DATA SUPPLIED

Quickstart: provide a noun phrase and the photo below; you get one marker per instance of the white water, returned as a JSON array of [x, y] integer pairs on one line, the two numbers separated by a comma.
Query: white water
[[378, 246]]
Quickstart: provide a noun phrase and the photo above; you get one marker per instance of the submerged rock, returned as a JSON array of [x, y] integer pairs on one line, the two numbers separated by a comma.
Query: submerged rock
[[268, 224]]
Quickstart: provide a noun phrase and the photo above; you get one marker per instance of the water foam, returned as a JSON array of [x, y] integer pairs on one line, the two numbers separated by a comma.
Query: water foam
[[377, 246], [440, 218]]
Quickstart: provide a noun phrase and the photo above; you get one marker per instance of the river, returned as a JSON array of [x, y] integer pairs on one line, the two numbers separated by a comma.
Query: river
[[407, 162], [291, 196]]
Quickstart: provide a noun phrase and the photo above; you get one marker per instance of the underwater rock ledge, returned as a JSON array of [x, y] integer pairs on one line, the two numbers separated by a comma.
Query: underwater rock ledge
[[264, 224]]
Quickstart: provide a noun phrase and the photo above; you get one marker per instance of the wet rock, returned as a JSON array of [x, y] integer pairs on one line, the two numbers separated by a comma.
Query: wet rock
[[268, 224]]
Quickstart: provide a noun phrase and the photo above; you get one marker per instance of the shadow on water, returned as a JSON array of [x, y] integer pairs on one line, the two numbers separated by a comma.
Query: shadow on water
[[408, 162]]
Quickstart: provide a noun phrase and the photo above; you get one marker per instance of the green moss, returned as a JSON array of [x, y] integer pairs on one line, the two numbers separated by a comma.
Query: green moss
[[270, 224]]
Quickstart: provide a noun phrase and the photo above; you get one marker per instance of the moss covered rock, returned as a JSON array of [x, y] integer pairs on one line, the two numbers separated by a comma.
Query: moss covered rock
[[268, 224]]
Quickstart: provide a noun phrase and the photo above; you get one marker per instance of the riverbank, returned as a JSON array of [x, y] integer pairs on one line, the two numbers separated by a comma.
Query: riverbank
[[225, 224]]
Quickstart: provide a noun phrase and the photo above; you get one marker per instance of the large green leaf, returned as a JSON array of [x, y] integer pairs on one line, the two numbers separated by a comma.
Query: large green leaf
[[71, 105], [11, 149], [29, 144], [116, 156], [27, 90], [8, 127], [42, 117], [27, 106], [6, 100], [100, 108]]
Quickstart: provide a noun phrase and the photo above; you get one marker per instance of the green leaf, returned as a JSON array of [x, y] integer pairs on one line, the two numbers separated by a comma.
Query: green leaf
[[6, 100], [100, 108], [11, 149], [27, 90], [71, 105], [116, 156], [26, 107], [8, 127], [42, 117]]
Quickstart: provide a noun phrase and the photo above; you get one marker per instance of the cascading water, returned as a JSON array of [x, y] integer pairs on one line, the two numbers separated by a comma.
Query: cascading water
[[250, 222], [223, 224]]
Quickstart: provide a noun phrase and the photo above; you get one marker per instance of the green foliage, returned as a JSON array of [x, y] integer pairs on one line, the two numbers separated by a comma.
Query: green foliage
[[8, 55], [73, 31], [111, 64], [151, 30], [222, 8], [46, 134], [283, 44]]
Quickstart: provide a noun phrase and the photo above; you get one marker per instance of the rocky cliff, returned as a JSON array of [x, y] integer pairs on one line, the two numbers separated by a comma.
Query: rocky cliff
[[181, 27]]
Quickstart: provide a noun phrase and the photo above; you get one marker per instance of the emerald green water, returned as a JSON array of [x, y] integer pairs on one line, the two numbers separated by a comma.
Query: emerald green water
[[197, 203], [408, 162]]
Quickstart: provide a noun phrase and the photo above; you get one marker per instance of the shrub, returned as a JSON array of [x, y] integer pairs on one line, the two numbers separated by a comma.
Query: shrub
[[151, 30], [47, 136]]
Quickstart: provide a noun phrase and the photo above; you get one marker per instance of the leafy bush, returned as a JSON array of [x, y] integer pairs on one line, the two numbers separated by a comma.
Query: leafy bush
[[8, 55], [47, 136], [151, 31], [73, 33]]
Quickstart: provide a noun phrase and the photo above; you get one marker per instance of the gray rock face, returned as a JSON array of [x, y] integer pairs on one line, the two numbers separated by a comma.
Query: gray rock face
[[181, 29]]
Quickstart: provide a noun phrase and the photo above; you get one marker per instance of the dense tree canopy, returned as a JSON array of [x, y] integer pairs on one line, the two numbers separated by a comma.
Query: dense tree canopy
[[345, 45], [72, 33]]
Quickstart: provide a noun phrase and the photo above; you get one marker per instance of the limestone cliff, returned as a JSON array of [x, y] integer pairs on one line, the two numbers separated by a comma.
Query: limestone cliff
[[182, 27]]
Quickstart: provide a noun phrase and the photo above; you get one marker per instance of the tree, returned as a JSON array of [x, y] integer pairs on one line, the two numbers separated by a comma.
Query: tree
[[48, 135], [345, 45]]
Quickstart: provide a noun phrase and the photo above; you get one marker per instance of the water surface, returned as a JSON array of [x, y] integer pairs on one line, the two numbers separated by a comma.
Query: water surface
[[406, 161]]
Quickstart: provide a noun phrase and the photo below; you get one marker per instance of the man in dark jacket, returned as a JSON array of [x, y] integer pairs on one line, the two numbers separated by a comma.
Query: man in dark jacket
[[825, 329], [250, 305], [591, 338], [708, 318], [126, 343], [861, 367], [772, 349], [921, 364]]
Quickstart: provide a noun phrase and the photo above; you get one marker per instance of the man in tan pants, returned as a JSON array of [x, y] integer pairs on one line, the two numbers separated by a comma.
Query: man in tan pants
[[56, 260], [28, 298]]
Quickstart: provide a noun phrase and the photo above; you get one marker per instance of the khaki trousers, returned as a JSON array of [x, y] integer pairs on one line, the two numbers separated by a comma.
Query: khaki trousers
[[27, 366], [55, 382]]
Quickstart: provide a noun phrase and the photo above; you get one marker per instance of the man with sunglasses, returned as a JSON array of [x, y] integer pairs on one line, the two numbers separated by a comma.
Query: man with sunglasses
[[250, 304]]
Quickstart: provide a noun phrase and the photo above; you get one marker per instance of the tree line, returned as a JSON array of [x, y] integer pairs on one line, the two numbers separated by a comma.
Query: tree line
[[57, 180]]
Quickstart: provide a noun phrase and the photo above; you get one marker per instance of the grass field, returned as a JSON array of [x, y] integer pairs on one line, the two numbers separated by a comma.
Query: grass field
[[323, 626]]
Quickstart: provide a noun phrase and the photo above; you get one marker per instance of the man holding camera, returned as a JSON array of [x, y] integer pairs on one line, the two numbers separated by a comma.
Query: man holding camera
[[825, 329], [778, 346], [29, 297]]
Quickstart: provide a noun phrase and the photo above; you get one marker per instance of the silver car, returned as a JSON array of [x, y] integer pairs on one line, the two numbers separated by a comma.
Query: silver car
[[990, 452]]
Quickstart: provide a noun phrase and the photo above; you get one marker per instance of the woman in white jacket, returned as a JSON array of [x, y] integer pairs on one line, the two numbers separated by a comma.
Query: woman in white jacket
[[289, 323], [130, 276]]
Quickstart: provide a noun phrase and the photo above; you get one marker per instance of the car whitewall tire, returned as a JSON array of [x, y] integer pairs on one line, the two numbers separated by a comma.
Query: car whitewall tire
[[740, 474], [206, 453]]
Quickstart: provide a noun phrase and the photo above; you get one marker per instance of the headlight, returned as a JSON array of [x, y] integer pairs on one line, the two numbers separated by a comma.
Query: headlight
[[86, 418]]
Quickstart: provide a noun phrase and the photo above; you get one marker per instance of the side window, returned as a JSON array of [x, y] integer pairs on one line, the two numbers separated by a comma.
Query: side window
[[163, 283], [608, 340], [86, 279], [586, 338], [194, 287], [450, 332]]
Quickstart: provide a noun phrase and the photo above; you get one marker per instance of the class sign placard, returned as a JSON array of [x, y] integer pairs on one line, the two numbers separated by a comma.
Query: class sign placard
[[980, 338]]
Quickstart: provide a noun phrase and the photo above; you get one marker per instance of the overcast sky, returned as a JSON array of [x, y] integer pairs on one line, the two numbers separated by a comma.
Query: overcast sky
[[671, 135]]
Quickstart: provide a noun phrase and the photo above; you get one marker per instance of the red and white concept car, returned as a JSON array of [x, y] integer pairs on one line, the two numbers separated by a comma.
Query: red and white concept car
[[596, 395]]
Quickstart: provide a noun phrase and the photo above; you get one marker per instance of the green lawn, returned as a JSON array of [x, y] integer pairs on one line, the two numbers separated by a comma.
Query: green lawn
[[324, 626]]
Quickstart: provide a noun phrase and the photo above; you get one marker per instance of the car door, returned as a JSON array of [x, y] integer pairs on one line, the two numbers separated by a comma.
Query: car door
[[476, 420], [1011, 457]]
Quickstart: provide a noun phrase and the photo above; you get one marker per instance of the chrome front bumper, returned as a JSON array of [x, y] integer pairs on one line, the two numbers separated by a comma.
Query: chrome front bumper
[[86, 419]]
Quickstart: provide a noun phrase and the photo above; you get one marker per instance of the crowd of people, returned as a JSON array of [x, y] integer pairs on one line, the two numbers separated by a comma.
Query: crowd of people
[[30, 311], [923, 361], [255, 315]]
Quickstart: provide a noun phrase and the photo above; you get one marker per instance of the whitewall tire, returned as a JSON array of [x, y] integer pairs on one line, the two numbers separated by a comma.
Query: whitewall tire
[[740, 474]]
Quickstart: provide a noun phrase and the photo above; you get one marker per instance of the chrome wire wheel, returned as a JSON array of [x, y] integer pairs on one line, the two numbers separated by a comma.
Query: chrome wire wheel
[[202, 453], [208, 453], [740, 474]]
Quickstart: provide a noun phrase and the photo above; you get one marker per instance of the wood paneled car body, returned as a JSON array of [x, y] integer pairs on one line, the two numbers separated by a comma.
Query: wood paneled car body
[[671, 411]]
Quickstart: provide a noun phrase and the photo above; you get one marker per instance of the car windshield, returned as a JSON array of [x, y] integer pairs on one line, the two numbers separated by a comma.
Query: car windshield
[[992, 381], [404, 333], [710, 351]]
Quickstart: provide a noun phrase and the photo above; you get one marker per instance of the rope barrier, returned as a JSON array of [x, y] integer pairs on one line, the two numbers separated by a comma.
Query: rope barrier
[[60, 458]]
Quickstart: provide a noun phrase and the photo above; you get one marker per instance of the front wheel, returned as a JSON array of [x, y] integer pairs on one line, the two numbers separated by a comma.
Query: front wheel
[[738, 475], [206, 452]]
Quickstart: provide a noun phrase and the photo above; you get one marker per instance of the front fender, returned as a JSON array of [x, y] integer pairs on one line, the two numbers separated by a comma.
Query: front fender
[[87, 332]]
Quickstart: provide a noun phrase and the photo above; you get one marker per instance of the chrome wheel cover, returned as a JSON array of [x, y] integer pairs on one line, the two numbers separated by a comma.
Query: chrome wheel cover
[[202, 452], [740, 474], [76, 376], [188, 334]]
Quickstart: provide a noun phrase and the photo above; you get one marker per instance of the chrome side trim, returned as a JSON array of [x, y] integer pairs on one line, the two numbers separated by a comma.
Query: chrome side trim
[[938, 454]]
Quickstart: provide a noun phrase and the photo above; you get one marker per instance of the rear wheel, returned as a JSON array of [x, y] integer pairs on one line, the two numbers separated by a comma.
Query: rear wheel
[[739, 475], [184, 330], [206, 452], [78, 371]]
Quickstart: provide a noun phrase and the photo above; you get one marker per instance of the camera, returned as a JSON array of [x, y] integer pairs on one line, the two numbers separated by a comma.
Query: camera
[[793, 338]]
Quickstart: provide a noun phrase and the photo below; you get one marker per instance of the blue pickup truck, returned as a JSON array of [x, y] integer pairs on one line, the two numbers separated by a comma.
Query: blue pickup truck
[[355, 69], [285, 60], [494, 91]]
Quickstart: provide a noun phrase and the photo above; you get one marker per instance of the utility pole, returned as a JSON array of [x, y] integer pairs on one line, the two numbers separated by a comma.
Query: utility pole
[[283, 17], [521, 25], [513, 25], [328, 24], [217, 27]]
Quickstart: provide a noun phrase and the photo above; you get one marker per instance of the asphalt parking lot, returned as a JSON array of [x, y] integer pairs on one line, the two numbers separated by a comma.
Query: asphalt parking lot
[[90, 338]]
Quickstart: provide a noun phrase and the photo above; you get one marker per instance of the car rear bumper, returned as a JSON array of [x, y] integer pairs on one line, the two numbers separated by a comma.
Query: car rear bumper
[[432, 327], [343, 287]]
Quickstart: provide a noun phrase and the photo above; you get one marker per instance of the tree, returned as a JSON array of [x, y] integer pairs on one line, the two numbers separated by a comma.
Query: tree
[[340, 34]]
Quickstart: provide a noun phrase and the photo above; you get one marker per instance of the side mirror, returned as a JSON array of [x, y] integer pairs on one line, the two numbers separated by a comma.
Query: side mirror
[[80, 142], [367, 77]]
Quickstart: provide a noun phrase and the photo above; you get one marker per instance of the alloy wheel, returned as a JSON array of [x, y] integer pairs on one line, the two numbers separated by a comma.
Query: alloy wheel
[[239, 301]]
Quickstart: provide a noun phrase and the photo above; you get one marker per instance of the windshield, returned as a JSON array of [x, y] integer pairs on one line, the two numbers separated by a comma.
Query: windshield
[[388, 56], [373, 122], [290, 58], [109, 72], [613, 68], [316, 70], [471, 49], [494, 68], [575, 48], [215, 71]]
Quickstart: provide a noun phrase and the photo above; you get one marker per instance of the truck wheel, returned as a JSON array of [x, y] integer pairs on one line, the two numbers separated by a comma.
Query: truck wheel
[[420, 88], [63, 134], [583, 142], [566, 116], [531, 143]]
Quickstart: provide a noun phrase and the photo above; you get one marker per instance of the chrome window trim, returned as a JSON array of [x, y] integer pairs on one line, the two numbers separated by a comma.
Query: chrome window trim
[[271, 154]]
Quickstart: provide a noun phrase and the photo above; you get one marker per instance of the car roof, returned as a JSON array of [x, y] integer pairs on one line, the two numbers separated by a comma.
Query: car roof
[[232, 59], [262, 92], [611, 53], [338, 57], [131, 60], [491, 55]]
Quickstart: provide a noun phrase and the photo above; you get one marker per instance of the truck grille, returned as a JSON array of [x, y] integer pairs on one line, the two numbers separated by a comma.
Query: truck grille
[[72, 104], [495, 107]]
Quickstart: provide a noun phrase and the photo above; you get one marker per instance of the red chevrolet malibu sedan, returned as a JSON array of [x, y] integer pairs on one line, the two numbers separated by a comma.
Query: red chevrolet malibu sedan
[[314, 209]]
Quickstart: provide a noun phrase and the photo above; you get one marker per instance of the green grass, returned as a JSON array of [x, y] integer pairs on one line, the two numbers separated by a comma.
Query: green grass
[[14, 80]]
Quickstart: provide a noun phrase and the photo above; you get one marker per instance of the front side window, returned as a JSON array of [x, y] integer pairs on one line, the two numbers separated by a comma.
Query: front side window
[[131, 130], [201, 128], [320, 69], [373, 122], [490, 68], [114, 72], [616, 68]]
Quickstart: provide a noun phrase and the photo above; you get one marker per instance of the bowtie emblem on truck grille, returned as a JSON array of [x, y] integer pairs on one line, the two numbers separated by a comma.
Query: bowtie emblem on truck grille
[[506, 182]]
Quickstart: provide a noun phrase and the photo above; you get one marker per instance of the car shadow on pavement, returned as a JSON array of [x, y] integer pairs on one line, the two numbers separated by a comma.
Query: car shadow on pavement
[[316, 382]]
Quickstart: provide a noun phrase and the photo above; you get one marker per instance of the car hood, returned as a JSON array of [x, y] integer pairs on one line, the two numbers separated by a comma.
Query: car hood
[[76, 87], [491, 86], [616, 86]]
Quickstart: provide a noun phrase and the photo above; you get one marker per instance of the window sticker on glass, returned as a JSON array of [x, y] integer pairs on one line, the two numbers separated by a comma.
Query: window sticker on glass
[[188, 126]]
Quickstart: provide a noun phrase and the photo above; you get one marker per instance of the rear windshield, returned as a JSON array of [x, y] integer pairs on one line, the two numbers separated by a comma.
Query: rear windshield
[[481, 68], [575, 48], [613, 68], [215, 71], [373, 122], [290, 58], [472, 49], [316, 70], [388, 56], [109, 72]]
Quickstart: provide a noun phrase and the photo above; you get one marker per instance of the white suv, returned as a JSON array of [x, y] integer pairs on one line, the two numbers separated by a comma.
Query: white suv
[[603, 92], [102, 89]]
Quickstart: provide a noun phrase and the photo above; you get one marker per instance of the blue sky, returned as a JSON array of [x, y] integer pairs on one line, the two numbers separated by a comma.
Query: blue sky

WHAT YOU HAVE TO DO
Could you rewrite every line of the entries, starting at the line that contains "the headlight, returned" and ending at the line that contains "[[86, 419]]", adding 12 to each x and y coordinate in the answers and changing nothing else?

ANSWER FOR THIS EXERCISE
Quickstart: provide a noun phrase and the photo above; you get one marker per instance of the headlight, returned as a JSON array of [x, y] integer pairs on one line, the two numbers separated by a comma.
Query: headlight
[[98, 430]]
Quickstart: provide a noun phrase and the photo above; you get one marker per instance of the side window, returned as a JSON array of [x, y] integer pairs on one line, the two numbers separated by a comma.
Query: side window
[[175, 295], [620, 352], [98, 291], [598, 350], [206, 299], [462, 344]]
Quickstart: provide a noun phrase and the photo above; you get one marker per instance of the class sign placard, returned as a JSON array of [x, y] integer pairs on one line, the two numbers separated by a comma.
Query: class sign placard
[[992, 350]]
Quickstart: provide a noun phrase and the photo above; you get one marker per instance of the overcast sky, returned as a JSON array of [x, y] integer pairs on one line, the two numbers separated by a comma.
Query: overcast sky
[[683, 147]]
Quickstart: provide a noun phrase and the photo above; you get one marker per instance of the red and white concept car, returned as a JSON array of [x, y] integer pairs on one line, the two numbers separated by a comma.
Query: red and white concept car
[[608, 407]]
Quickstart: provide a noun phrase and the photo above; you get one marker per instance of the green lawn, returned as a JSON array of [x, y] integer pairs on one line, the two numbers separated by a comma.
Query: green lawn
[[336, 638]]
Quickstart: provide a noun phrase and the photo above; you get one marker per instance of the car door, returned as a JSON array of [x, y] integer pairs on one line, the two numbers separated by a comma.
Query: car door
[[488, 432], [1023, 469]]
Quickstart: provide a noun phrase and the photo above; you get one marker per instance of the chrome front bumper, returned as a JSON array of [x, y] integer pairs on one line, the two numbers separated by a comma.
Query: chrome front bumper
[[98, 431]]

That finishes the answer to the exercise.